*Problem statement*.
Convert every line of the listing below into a JSON list of strings, with one string per line and blank lines omitted.

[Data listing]
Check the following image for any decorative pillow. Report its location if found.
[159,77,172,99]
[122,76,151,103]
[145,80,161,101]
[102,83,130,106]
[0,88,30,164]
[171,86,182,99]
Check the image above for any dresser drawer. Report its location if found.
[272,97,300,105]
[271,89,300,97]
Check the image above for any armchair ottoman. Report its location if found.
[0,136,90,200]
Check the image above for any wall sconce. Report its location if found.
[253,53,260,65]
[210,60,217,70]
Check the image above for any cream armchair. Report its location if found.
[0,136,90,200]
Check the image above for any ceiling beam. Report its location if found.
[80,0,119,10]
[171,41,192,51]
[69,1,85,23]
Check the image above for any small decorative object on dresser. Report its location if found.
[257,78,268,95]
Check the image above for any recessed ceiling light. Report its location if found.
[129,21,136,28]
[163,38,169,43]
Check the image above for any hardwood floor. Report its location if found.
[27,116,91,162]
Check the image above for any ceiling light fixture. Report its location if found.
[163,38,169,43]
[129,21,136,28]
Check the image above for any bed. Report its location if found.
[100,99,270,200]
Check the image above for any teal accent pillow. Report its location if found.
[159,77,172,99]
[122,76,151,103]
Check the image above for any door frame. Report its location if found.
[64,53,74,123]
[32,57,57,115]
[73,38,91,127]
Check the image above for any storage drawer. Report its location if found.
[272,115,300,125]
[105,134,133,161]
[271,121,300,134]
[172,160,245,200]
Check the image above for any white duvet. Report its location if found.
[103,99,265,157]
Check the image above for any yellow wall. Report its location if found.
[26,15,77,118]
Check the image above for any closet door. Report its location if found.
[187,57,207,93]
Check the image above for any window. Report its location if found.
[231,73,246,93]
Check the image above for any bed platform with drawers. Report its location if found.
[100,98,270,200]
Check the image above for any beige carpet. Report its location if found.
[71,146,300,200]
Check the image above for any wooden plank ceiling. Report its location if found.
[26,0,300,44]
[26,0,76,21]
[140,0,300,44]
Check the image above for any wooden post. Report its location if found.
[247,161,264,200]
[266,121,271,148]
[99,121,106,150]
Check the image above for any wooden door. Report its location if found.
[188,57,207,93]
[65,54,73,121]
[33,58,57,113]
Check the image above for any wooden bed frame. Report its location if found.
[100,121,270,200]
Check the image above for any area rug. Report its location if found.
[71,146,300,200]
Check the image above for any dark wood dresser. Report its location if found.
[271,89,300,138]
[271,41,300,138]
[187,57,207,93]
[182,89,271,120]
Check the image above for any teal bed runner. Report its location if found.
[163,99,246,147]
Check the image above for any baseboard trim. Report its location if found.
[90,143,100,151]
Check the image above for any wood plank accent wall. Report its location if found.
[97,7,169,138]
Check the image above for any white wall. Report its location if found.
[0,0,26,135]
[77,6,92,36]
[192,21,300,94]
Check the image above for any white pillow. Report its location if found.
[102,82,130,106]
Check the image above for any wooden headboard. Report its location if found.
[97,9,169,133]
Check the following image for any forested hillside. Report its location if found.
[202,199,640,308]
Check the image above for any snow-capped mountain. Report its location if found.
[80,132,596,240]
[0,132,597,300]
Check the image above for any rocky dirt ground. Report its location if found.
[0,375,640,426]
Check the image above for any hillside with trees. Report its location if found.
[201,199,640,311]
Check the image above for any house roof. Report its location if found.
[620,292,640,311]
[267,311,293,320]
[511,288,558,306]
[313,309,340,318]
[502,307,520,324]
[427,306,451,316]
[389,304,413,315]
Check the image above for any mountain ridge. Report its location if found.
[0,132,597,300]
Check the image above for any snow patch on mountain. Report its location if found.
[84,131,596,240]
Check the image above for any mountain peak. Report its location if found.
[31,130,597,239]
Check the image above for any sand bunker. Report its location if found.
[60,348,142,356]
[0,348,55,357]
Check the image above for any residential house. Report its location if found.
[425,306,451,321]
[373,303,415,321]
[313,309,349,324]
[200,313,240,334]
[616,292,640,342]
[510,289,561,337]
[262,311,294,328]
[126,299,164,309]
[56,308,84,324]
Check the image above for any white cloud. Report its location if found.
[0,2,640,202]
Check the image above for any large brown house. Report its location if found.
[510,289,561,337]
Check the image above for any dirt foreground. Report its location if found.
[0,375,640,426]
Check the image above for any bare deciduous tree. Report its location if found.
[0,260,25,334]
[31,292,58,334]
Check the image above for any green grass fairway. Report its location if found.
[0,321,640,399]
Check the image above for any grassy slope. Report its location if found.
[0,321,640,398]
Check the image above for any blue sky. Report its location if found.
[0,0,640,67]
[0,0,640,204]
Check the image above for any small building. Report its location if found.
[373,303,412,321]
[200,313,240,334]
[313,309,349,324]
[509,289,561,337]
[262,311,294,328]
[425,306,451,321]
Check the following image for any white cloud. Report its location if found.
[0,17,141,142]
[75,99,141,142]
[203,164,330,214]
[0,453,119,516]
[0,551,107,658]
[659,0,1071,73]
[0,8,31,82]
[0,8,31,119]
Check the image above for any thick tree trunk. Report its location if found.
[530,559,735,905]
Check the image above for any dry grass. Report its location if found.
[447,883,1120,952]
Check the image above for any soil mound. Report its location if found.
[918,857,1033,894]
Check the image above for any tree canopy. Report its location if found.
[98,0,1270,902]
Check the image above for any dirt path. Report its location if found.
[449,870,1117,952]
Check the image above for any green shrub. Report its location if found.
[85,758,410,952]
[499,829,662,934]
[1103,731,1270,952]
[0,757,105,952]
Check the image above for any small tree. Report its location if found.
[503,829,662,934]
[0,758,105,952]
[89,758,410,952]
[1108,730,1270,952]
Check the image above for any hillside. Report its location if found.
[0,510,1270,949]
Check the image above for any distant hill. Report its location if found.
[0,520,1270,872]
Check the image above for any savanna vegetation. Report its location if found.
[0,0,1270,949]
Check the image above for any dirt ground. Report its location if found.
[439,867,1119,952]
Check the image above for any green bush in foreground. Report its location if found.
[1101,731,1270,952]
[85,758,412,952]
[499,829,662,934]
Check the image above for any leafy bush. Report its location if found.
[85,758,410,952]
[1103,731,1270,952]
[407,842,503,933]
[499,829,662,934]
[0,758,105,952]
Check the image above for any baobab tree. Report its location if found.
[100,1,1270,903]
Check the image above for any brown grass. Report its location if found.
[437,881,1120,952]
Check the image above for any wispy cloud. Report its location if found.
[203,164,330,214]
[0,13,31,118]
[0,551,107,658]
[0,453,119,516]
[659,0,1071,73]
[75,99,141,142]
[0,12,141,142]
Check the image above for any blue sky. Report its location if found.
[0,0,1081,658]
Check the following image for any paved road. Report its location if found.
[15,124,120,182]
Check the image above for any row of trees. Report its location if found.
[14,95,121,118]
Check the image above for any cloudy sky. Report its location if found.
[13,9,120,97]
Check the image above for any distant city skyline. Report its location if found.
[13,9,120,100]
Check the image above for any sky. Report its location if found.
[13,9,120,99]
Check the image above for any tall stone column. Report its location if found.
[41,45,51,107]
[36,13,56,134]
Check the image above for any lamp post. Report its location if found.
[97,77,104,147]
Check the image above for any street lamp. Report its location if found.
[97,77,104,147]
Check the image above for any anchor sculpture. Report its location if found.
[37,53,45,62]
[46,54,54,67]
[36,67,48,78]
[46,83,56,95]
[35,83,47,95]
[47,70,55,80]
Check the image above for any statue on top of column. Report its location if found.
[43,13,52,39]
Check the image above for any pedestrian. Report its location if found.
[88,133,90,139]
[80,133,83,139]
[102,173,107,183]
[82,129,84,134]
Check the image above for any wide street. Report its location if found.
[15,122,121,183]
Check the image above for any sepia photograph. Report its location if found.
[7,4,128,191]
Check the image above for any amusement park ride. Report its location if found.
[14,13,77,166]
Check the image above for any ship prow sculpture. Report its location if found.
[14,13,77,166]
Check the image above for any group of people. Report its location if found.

*Task output*.
[
  "Check the following image for any decorative pillow. Report its location if found.",
  "[159,77,172,99]",
  "[122,76,151,103]",
  "[145,80,161,101]",
  "[102,83,130,106]",
  "[0,88,30,164]",
  "[171,86,182,99]",
  "Check the image above for any dresser drawer. Report its location if found.",
  "[272,97,300,105]",
  "[271,89,300,97]",
  "Check the image above for any armchair ottoman. Report its location if found.",
  "[0,136,90,200]",
  "Check the image above for any wall sconce. Report its location if found.",
  "[253,53,260,65]",
  "[210,60,217,70]",
  "Check the image above for any cream armchair. Report its location if found.",
  "[0,136,90,200]",
  "Check the image above for any ceiling beam. Report its location if found.",
  "[80,0,119,10]",
  "[171,41,192,51]",
  "[69,1,85,23]",
  "Check the image above for any small decorative object on dresser. Report its location if found.",
  "[257,78,268,95]",
  "Check the image above for any recessed ceiling light. Report its location if found.",
  "[129,21,136,28]",
  "[163,38,169,43]",
  "Check the image above for any hardwood floor. Report its location if found.",
  "[27,116,91,162]",
  "Check the image above for any ceiling light fixture. Report its location if found.",
  "[163,38,169,43]",
  "[129,21,136,28]",
  "Check the image above for any bed. Report its location if found.",
  "[100,99,270,200]",
  "Check the image above for any teal accent pillow. Report its location if found.",
  "[159,77,172,99]",
  "[122,76,151,103]",
  "Check the image above for any door frame. Report its location if found.",
  "[64,53,74,123]",
  "[32,57,57,115]",
  "[73,38,91,127]",
  "Check the image above for any storage drawer. Report its location if found.",
  "[272,115,300,125]",
  "[105,134,133,161]",
  "[271,121,300,134]",
  "[172,160,245,200]",
  "Check the image above for any white duvet. Report its location if found.",
  "[103,99,265,157]",
  "Check the image above for any yellow wall. Report its location if found.",
  "[26,15,77,118]",
  "Check the image above for any closet door. Report its location if found.",
  "[187,57,207,93]",
  "Check the image above for any window. Report its location if found.",
  "[231,73,246,93]",
  "Check the image above for any bed platform with drawers. Report its location if found.",
  "[100,98,270,200]",
  "Check the image above for any beige carpet. Report its location if found.",
  "[71,146,300,200]",
  "Check the image above for any wooden plank ceiling. Report its location if found.",
  "[26,0,300,44]",
  "[26,0,76,21]",
  "[140,0,300,44]",
  "Check the image above for any wooden post. Report its location if found.",
  "[247,161,264,200]",
  "[266,121,271,148]",
  "[99,121,106,150]",
  "Check the image above for any wooden door. Report its location if found.",
  "[188,57,207,93]",
  "[65,54,73,121]",
  "[33,58,57,113]",
  "Check the image above for any wooden bed frame. Report its location if found.",
  "[100,121,270,200]",
  "Check the image above for any area rug. Report its location if found.",
  "[71,146,300,200]",
  "Check the image above for any dark wood dresser. Report its location if found.",
  "[271,89,300,138]",
  "[271,41,300,138]",
  "[187,57,207,93]",
  "[182,89,271,120]",
  "Check the image above for any teal bed runner. Report its location if found.",
  "[163,99,246,147]",
  "Check the image above for any baseboard trim. Report its location if found.",
  "[90,143,100,151]",
  "Check the image above for any wood plank accent wall. Report its location if found.",
  "[97,7,169,138]",
  "Check the image above for any white wall. Report its location if found.",
  "[0,0,26,135]",
  "[77,6,92,36]",
  "[192,21,300,94]",
  "Check the image above for any white pillow. Report its location if found.",
  "[102,82,130,106]",
  "Check the image above for any wooden headboard. Report its location if found.",
  "[97,9,169,133]",
  "Check the following image for any forested hillside. Report its location if found.",
  "[202,199,640,308]",
  "Check the image above for any snow-capped mountain. Report its location if found.",
  "[80,132,596,240]",
  "[0,132,597,300]",
  "Check the image above for any rocky dirt ground. Report its location if found.",
  "[0,375,640,426]",
  "Check the image above for any hillside with trees. Report its location if found.",
  "[201,199,640,311]",
  "Check the image above for any house roof. Report its location if found.",
  "[620,292,640,311]",
  "[267,311,293,320]",
  "[511,288,558,306]",
  "[313,309,340,318]",
  "[502,307,520,324]",
  "[427,306,451,316]",
  "[389,304,413,315]",
  "Check the image above for any mountain ridge. Report its location if found.",
  "[0,132,597,300]",
  "Check the image above for any snow patch on mountain. Report its location if found.",
  "[84,131,596,240]",
  "Check the image above for any mountain peak. Report its location if found.",
  "[31,130,597,239]",
  "Check the image above for any sand bunker. Report its location if found.",
  "[60,348,142,356]",
  "[0,348,55,357]",
  "Check the image above for any residential house. Report its location if found.",
  "[425,306,451,321]",
  "[373,303,415,321]",
  "[313,309,349,324]",
  "[200,313,240,334]",
  "[616,292,640,342]",
  "[510,289,561,337]",
  "[262,311,294,328]",
  "[126,299,164,309]",
  "[56,308,84,324]",
  "Check the image above for any white cloud. Report its location if found.",
  "[0,2,640,202]",
  "Check the image above for any large brown house. Report its location if found.",
  "[510,289,561,337]",
  "Check the image above for any dirt foreground. Report its location if found.",
  "[0,375,640,426]",
  "Check the image above for any bare deciduous tree. Report its location if found.",
  "[0,260,25,334]",
  "[31,292,58,334]",
  "Check the image above for any green grass fairway. Report its location if found.",
  "[0,321,640,399]",
  "Check the image above for any grassy slope. Report its location if found.",
  "[0,321,640,398]",
  "Check the image above for any blue sky. Report its location if found.",
  "[0,0,640,67]",
  "[0,0,640,204]",
  "Check the image above for any small building. Report its location if found.",
  "[373,303,412,321]",
  "[200,313,240,334]",
  "[313,309,349,324]",
  "[509,289,561,337]",
  "[262,311,294,328]",
  "[425,306,451,321]",
  "Check the following image for any white cloud. Report its location if found.",
  "[0,17,141,142]",
  "[75,99,141,142]",
  "[203,164,330,214]",
  "[0,453,119,516]",
  "[0,551,107,658]",
  "[659,0,1071,73]",
  "[0,8,31,82]",
  "[0,8,31,119]",
  "Check the image above for any thick tree trunk. Report its location if found.",
  "[530,559,735,905]",
  "Check the image above for any dry grass. Report its location if found.",
  "[447,883,1120,952]",
  "Check the image above for any soil mound. Report its location if found.",
  "[918,857,1033,894]",
  "Check the image above for any tree canopy. Report its location if found.",
  "[98,0,1270,902]",
  "Check the image above for any dirt path. Report its location if found.",
  "[449,870,1117,952]",
  "Check the image above for any green shrub. Report its location if found.",
  "[85,758,410,952]",
  "[499,829,662,934]",
  "[1103,731,1270,952]",
  "[0,757,105,952]",
  "Check the image above for any small tree. Report its location if found.",
  "[503,829,662,934]",
  "[0,758,105,952]",
  "[89,758,410,952]",
  "[1108,730,1270,952]",
  "Check the image above for any hillside. Report its location if found.",
  "[0,510,1270,949]",
  "Check the image above for any distant hill. Report its location if found.",
  "[0,520,1270,872]",
  "Check the image above for any savanna vegetation. Report its location if found.",
  "[0,0,1270,949]",
  "Check the image above for any dirt ground. Report its location if found.",
  "[439,867,1119,952]",
  "Check the image above for any green bush in foreground. Report its location if found.",
  "[1101,731,1270,952]",
  "[85,758,412,952]",
  "[499,829,662,934]",
  "Check the image above for any leafy bush. Report its location if found.",
  "[85,758,410,952]",
  "[1103,731,1270,952]",
  "[407,842,503,933]",
  "[499,829,662,934]",
  "[0,758,105,952]",
  "Check the image above for any baobab tree. Report its location if found.",
  "[100,1,1270,903]",
  "Check the image above for any brown grass. Report its location if found.",
  "[437,881,1120,952]",
  "Check the image above for any wispy cloud. Report its location if found.",
  "[203,164,330,214]",
  "[0,13,31,118]",
  "[0,551,107,658]",
  "[0,453,119,516]",
  "[659,0,1071,73]",
  "[75,99,141,142]",
  "[0,12,141,142]",
  "Check the image above for any blue sky. Report its location if found.",
  "[0,0,1081,658]",
  "Check the following image for any paved road. Report its location if found.",
  "[15,124,120,182]",
  "Check the image above for any row of trees. Report its location if found.",
  "[14,95,121,118]",
  "Check the image above for any cloudy sky. Report its location if found.",
  "[13,9,120,97]",
  "Check the image above for any distant city skyline. Report its location if found.",
  "[13,9,120,100]",
  "Check the image above for any sky. Report its location if found.",
  "[13,9,120,99]",
  "Check the image above for any tall stone column. Report its location if found.",
  "[41,45,51,107]",
  "[36,13,56,134]",
  "Check the image above for any lamp post. Report its location if found.",
  "[97,77,104,147]",
  "Check the image above for any street lamp. Report its location if found.",
  "[97,77,104,147]",
  "Check the image above for any anchor sculpture. Report its location if found.",
  "[37,53,45,62]",
  "[46,54,54,67]",
  "[36,67,48,78]",
  "[46,83,56,95]",
  "[35,83,47,95]",
  "[47,70,55,80]",
  "Check the image above for any statue on top of column. Report its location if found.",
  "[43,13,52,39]",
  "Check the image above for any pedestrian. Report its location if found.",
  "[88,133,90,139]",
  "[80,133,83,139]",
  "[102,173,107,183]",
  "[82,129,84,134]",
  "Check the image above for any wide street. Report its location if found.",
  "[15,122,121,183]",
  "Check the image above for any sepia photograph. Report its location if found.",
  "[7,4,128,191]",
  "Check the image above for any amusement park ride. Report its location if found.",
  "[14,13,77,166]",
  "Check the image above for any ship prow sculpture. Report its location if found.",
  "[14,13,77,166]",
  "Check the image above for any group of people. Report its location if found."
]